GIVEN EXERCISE: Rewrite everything in the track meet essay from "My son spots" down to "let it show.", changing "nonchalantly" to "casually".

SUPPLIED PASSAGE:
The Starting Line
By Jodi Schwen
It's early spring; the snow is still a foot
deep and the first high school track meet is being
held indoors at St. Cloud State's track-and-field
house. I rise before dawn on Saturday morning to drive our teenage
son to
school to catch the team bus, then return home to finish packing
his
sandwich, sports drink and water bottle. Making my quantum leap
to the
younger end of the offspring spectrum, I get our toddler out
of bed. Thirty
minutes later, changed, fed and with his diaper bag and accoutrements
packed, I drop off my pint-sized son at Grandma's house. (I enjoy
the
distinction of having one child in driver's training and one
in toilet
training at the same time.)
After a leisurely drive, sans toddler-speak
from the back seat and the
steady doling out of grahams and juice boxes, I reach the college.
I
find a parking place and join the other confused parents trying
to locate
the right door to the magic kingdom of the field house observation
deck.
Eight-thirty a.m. -- right on time. A muffled speaker announces, "First
call
for . . . first call for mmfbggchk events."
My son spots me and nonchalantly makes his way
over to retrieve his
sandwich and tell me about his events. We stand like government
informants
-- spies sharing top secrets -- side by side, looking straight
ahead, making
little eye contact. He's glad I came, but true to the teenage
code, won't
let it show.

GIVEN ENTRIES:
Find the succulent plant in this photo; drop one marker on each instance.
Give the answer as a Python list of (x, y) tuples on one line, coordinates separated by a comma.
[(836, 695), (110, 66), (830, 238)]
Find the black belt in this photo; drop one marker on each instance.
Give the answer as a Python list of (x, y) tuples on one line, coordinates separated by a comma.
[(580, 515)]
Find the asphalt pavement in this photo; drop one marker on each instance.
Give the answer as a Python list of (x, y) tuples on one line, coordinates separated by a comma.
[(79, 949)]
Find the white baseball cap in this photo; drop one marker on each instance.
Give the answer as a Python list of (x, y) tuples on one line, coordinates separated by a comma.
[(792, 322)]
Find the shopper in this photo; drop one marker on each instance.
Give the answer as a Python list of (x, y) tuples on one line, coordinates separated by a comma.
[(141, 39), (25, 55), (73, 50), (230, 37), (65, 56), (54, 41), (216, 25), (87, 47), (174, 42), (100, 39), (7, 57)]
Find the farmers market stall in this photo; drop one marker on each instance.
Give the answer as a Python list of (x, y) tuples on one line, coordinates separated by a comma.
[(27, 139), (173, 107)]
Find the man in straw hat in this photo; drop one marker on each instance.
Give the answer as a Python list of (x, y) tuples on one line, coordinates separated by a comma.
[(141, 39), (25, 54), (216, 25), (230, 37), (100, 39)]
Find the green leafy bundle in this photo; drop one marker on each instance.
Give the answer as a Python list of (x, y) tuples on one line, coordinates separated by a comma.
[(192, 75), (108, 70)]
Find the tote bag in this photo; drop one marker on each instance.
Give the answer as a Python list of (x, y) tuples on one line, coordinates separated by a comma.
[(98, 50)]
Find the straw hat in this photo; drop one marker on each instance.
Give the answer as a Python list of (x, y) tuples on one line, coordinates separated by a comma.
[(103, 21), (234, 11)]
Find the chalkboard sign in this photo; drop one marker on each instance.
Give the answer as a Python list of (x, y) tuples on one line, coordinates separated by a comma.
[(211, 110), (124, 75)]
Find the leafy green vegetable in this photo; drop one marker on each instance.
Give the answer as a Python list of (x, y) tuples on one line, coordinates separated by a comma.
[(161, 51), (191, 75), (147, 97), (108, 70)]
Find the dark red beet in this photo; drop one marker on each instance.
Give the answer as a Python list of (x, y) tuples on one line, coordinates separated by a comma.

WRITTEN RESPONSE:
My son spots me and casually makes his way
over to retrieve his
sandwich and tell me about his events. We stand like government
informants
-- spies sharing top secrets -- side by side, looking straight
ahead, making
little eye contact. He's glad I came, but true to the teenage
code, won't
let it show.